Work instructions: Copy the records word for word, starting at the line that contains "Please point out the car tire" and ending with the line that contains "(1098, 503)", both lines included.
*** Provided entries
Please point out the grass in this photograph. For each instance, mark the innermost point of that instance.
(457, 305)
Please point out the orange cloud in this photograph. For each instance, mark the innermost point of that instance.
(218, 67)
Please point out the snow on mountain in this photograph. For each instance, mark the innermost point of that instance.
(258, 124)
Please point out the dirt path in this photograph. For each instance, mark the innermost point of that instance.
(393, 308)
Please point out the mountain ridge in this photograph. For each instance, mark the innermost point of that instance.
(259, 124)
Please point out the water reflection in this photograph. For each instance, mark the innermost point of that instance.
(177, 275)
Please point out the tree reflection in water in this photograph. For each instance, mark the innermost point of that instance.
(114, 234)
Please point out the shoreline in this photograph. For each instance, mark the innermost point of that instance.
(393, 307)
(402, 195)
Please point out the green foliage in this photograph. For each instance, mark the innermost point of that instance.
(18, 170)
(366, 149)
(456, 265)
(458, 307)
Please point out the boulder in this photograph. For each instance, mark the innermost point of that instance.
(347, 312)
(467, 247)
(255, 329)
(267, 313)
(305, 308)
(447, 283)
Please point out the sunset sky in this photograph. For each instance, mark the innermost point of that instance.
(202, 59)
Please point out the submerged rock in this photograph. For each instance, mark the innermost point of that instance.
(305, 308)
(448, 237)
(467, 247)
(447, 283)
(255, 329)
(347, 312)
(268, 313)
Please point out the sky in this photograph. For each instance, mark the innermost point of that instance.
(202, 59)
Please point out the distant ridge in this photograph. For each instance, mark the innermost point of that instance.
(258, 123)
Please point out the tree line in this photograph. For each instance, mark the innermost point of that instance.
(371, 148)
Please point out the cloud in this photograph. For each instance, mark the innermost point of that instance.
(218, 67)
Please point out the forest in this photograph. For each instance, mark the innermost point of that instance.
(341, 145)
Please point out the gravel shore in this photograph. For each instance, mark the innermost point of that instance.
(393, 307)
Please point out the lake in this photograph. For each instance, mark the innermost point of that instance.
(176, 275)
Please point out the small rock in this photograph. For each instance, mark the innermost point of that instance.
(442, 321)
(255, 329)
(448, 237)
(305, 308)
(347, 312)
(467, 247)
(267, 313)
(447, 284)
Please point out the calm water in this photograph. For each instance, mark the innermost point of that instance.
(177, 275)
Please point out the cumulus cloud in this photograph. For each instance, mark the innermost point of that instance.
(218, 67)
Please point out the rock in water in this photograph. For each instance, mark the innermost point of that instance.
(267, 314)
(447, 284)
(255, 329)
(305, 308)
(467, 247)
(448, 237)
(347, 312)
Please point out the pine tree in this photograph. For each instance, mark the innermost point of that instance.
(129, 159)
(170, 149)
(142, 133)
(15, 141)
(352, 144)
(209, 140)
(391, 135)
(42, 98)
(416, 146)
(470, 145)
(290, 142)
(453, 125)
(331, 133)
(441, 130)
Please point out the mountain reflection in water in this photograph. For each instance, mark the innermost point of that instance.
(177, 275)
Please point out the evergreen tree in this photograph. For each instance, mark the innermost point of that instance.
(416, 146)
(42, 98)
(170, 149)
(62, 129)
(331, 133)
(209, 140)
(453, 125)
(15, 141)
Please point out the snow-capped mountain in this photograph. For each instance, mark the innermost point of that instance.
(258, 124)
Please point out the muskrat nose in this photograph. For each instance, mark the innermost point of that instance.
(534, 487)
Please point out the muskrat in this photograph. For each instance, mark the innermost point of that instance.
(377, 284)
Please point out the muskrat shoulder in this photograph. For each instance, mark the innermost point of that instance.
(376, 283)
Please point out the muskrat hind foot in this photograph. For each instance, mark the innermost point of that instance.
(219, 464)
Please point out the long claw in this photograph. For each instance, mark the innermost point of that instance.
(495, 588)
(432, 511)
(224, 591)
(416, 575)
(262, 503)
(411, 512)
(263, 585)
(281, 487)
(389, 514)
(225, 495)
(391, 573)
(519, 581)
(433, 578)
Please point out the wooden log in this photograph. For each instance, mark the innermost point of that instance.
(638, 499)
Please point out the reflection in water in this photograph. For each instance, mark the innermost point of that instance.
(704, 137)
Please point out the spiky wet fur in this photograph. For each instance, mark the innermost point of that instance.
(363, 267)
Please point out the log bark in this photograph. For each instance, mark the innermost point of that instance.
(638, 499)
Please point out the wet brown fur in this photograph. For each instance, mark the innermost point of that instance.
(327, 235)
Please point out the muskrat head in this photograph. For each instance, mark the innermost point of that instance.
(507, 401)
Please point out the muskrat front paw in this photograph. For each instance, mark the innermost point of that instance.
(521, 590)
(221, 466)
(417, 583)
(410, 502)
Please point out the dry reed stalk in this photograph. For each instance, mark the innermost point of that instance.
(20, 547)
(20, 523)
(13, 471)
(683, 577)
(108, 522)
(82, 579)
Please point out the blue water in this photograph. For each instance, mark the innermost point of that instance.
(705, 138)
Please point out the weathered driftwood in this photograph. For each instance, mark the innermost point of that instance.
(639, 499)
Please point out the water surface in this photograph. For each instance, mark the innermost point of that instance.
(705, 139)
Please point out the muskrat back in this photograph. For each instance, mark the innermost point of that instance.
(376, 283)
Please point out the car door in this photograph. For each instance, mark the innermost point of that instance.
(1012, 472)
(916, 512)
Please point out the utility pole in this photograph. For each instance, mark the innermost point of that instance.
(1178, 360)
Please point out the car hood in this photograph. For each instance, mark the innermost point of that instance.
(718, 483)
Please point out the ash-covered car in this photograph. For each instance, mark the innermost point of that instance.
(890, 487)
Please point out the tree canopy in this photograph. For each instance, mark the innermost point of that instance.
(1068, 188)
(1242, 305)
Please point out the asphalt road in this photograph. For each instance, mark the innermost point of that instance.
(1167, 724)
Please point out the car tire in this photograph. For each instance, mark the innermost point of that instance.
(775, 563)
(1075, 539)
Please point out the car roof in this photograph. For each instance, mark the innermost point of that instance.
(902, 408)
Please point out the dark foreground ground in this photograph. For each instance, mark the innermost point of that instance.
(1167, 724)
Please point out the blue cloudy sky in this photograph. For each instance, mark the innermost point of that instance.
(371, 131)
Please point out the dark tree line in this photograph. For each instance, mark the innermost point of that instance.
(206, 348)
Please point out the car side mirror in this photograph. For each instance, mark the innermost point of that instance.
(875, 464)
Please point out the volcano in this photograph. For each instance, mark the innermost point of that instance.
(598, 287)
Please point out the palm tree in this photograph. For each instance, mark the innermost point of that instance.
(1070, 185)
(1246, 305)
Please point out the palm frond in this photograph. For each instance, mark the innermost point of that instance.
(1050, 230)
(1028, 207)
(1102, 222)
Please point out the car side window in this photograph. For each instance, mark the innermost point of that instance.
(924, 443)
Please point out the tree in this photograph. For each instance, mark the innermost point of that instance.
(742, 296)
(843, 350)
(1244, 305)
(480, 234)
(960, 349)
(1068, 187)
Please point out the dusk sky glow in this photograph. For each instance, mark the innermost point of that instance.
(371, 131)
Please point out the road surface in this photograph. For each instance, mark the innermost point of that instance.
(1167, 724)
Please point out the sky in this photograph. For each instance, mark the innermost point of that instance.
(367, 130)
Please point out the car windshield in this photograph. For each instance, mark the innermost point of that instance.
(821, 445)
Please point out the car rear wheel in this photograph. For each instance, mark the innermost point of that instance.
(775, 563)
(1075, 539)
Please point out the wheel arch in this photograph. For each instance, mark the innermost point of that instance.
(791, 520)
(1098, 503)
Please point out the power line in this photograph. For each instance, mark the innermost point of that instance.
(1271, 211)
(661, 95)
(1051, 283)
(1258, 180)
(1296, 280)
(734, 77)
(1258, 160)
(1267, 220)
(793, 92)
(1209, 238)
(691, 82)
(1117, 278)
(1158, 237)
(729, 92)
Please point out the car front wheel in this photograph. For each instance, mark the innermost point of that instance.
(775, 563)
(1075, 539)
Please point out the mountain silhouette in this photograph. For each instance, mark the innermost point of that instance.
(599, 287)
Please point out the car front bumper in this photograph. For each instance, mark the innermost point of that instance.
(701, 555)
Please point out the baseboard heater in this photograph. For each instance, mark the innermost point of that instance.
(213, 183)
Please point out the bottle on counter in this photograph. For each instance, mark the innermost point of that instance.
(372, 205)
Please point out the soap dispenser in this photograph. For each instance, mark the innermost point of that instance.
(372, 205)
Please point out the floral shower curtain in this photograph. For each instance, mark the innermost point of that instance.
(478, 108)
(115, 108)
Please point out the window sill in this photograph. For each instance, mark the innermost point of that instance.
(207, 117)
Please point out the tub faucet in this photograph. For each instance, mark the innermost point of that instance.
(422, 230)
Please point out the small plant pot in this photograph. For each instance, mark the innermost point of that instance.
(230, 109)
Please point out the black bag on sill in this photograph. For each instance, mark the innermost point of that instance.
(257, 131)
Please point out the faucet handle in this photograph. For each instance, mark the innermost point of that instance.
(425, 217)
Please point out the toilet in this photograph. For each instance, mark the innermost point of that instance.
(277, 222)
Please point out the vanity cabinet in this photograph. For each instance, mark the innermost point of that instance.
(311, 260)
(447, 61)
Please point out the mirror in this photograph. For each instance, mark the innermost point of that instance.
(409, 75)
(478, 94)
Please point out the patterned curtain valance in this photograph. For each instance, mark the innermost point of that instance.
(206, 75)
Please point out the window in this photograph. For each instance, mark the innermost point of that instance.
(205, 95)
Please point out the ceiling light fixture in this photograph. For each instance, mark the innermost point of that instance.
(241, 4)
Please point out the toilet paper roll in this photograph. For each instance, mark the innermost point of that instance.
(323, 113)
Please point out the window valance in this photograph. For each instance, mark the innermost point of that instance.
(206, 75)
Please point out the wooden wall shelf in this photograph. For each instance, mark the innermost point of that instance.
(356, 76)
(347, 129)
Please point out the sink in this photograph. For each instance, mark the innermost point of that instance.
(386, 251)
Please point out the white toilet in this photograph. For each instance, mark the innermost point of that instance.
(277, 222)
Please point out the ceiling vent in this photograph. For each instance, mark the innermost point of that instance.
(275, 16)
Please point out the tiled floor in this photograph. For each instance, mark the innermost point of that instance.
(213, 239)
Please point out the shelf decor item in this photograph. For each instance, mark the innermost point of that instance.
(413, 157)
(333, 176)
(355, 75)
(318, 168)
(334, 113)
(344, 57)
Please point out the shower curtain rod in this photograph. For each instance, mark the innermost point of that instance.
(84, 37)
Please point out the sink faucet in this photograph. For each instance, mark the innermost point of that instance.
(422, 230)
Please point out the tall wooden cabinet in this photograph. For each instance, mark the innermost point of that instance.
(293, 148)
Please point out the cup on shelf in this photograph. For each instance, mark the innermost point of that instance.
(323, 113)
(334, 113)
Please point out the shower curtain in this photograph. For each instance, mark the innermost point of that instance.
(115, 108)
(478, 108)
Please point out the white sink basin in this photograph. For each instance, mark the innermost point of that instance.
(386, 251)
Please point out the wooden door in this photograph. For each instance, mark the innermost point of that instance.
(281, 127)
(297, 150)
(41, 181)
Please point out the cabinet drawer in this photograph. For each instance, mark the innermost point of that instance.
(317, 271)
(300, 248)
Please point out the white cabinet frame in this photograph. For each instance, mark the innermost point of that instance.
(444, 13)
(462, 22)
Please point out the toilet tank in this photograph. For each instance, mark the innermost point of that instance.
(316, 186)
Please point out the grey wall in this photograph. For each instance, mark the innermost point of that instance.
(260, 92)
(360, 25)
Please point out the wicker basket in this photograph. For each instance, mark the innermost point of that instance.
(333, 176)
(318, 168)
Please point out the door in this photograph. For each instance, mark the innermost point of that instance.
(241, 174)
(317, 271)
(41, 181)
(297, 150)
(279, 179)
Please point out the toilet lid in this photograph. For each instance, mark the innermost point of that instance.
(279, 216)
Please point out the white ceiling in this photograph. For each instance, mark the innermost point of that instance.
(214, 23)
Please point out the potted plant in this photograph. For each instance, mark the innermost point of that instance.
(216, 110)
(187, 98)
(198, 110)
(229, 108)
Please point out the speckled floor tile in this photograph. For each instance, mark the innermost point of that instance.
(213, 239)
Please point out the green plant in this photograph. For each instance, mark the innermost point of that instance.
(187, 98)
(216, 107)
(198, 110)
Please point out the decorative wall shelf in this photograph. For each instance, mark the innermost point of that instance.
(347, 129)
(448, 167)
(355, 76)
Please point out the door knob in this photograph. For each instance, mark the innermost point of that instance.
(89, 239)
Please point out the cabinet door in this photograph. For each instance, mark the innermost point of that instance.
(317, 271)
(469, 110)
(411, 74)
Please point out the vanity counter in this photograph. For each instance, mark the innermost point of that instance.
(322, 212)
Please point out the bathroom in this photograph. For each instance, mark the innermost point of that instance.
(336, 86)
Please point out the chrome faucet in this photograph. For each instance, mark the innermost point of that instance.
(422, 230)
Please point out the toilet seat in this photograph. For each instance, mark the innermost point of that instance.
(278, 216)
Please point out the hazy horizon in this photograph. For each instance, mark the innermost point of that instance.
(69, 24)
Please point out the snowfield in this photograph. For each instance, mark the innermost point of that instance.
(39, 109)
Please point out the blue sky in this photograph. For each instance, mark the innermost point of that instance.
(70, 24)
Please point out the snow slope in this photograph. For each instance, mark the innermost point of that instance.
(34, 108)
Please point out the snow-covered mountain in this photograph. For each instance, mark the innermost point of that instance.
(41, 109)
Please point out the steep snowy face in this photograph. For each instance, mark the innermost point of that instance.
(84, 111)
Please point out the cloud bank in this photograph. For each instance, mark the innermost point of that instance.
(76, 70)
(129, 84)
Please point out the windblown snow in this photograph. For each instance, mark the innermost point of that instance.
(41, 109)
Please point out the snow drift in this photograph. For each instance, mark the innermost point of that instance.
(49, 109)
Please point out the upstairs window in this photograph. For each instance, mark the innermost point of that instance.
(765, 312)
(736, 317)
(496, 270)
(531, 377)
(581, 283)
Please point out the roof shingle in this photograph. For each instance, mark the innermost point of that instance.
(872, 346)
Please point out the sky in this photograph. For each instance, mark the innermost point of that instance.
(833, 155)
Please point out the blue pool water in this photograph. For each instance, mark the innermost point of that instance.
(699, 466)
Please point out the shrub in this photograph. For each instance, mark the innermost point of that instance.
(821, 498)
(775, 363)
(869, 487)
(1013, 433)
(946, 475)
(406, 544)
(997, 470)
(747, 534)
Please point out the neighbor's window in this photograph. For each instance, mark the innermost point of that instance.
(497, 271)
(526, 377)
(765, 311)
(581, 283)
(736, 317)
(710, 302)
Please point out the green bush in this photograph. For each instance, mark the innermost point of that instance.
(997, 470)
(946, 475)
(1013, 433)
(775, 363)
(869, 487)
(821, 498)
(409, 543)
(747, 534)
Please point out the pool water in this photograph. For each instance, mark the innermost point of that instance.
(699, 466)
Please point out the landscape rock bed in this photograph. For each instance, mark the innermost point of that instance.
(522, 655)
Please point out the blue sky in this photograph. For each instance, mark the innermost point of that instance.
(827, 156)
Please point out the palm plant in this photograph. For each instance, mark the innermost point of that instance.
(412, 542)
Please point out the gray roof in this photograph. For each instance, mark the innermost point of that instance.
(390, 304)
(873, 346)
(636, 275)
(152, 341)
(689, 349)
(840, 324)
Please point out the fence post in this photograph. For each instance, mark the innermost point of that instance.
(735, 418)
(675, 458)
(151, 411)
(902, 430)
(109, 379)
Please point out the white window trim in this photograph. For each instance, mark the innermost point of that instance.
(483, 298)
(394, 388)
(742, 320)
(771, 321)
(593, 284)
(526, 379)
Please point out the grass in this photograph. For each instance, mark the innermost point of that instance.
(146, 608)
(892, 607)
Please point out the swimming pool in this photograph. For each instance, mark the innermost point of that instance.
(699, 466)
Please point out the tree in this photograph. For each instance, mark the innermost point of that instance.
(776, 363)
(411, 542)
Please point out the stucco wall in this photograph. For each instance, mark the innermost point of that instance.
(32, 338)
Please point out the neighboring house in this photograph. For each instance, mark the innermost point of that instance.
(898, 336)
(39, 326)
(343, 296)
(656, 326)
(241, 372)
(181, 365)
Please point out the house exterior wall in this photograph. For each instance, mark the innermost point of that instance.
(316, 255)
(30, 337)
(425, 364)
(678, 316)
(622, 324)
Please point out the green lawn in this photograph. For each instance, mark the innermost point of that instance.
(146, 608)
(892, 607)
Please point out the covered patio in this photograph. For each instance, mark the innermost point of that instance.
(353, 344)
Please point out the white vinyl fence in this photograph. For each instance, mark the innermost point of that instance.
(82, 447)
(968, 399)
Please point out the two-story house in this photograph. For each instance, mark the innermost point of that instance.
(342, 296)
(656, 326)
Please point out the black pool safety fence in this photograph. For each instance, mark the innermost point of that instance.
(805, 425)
******
Expected answer:
Please point out the car tire in this photograph. For each instance, mark the innermost point of that instance.
(775, 563)
(1075, 539)
Please point out the car roof in this photograph. For each instance, mark the innermost point of that instance.
(902, 408)
Please point out the dark foreground ground in this photograph. For each instance, mark the innermost point of that instance.
(1167, 724)
Please point out the blue cloudy sky in this photograph. For each instance, mark the innermost point of that instance.
(371, 131)
Please point out the dark tree line in this photograph. For each instance, mark the innermost point of that instance.
(206, 348)
Please point out the car side mirror in this photograph. For each instance, mark the innermost point of that instance.
(875, 464)
Please point out the volcano in this photograph. For each instance, mark the innermost point of that instance.
(598, 287)
Please point out the palm tree in this photograph. For each instance, mark the innermost point of that instance.
(1070, 185)
(1246, 305)
Please point out the palm frond in this photograph. For each instance, mark the innermost point of that instance.
(1050, 230)
(1028, 207)
(1102, 222)
Please point out the car side window in this photograph. For each instance, mark the innermost point of that instance.
(924, 443)
Please point out the tree in this photograph. For each instance, mark the innermost point of that instance.
(742, 296)
(843, 350)
(1244, 305)
(480, 234)
(960, 349)
(1068, 187)
Please point out the dusk sky glow in this photograph. For each instance, mark the innermost point of that instance.
(371, 131)
Please point out the road surface in this photograph. For each instance, mark the innermost point of that instance.
(1167, 724)
Please point out the sky in this photograph. For each instance, mark the innermost point of that instance.
(367, 130)
Please point out the car windshield in this photograph. For each instance, mark the innermost point of that instance.
(821, 445)
Please point out the car rear wheel in this photograph. For each instance, mark the innermost point of that instance.
(775, 563)
(1075, 539)
Please point out the wheel arch in this photograph. For each instance, mark the innermost point of that instance.
(791, 520)
(1098, 503)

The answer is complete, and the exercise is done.